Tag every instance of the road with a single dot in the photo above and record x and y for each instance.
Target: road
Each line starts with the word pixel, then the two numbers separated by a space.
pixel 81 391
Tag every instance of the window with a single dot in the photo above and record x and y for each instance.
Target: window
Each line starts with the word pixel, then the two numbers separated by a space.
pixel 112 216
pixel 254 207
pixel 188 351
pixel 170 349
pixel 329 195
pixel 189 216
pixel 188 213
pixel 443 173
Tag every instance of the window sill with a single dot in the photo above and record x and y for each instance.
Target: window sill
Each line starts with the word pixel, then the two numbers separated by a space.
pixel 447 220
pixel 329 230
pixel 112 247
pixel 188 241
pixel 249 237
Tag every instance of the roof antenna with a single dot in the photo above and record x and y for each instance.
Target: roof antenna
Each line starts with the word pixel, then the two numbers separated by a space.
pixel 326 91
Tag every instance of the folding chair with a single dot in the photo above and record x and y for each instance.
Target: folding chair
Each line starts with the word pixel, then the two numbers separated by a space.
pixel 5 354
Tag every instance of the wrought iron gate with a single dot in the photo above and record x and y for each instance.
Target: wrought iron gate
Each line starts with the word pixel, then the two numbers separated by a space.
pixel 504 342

-*-*-

## WORK ITEM:
Pull every line with the word "sill" from the data.

## EXERCISE SOLUTION:
Tag every instance of the window sill with a single dot in the photo above and record x and y for each instance.
Target: window sill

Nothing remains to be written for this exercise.